(Segmentation mask data)
╭──

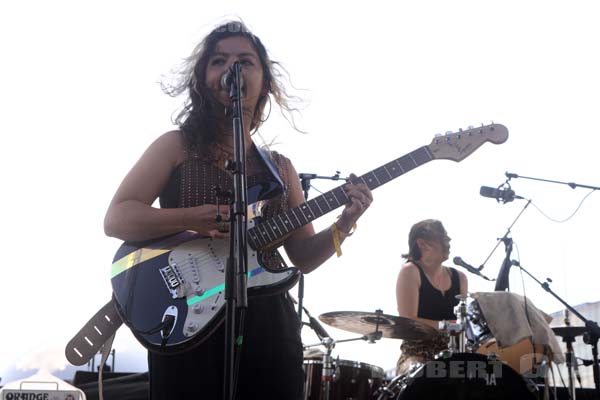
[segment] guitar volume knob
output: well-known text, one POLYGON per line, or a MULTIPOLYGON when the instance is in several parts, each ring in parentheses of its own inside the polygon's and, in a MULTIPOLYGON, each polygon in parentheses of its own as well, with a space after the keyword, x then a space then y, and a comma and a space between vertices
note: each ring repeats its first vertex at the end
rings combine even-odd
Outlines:
POLYGON ((200 303, 196 303, 192 307, 192 310, 194 311, 195 314, 202 314, 202 312, 204 311, 204 306, 200 303))
POLYGON ((187 324, 187 327, 186 327, 187 331, 190 333, 196 332, 198 330, 198 328, 199 328, 199 325, 196 322, 190 322, 187 324))

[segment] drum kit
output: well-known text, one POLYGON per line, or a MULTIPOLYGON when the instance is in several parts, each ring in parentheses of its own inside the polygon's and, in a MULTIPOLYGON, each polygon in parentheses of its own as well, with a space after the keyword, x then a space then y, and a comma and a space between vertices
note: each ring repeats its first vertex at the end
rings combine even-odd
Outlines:
MULTIPOLYGON (((439 329, 381 310, 321 314, 319 319, 325 324, 362 336, 335 341, 321 327, 321 343, 305 346, 308 352, 324 346, 325 352, 307 357, 305 351, 304 400, 537 399, 535 379, 545 377, 553 358, 549 346, 534 344, 529 338, 500 346, 478 301, 470 296, 457 297, 456 321, 442 321, 439 329), (380 367, 331 357, 336 343, 381 338, 423 342, 444 338, 448 348, 433 360, 414 362, 391 379, 380 367)), ((584 330, 553 329, 563 337, 580 335, 584 330)))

╰──

* **WORK ITEM**
Beginning with the line that contains "[segment] drum kit", restate word for word each line through the last one in the data, and write nothing more.

* **REPLY**
[segment] drum kit
output: well-known text, one POLYGON per line, or a MULTIPOLYGON when the instance is in several parts, each ring in parentheses of its own inside the polygon's and, in a MULTIPOLYGON, each polygon in parentheses of its own as well, with a space after the keyword, x then a space then y, and a comma and a space between vertices
note: each ring repeats its first vertex at the end
rings combine even-odd
Outlines:
MULTIPOLYGON (((439 329, 381 310, 321 314, 319 319, 325 324, 362 336, 335 341, 321 327, 321 343, 305 346, 308 352, 324 346, 325 352, 307 357, 305 351, 304 400, 537 399, 535 379, 545 377, 553 358, 549 346, 534 344, 529 338, 500 346, 478 301, 470 296, 457 297, 456 321, 442 321, 439 329), (380 367, 331 357, 336 343, 381 338, 423 342, 444 338, 448 348, 433 360, 414 362, 391 379, 380 367)), ((584 330, 553 329, 563 337, 580 335, 584 330)))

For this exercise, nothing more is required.